*Exercise prompt*:
Could you transcribe every record below exactly, leaving out any pictures?

(Given entries Opens)

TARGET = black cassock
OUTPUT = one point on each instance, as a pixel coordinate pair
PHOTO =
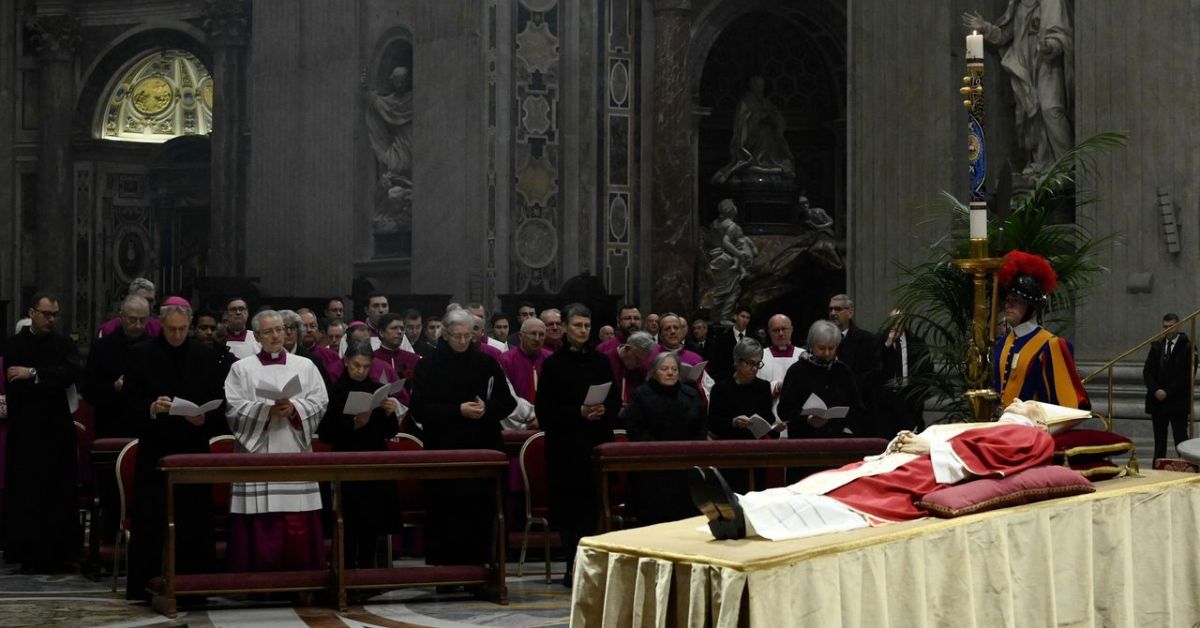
(190, 371)
(371, 509)
(41, 509)
(571, 486)
(460, 514)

(Given entries Closes)

*Result*:
TARGET = black cassock
OUTPUT = one point on each instance, as a pixel coordinate pair
PHOTO =
(190, 371)
(371, 509)
(41, 509)
(571, 486)
(460, 514)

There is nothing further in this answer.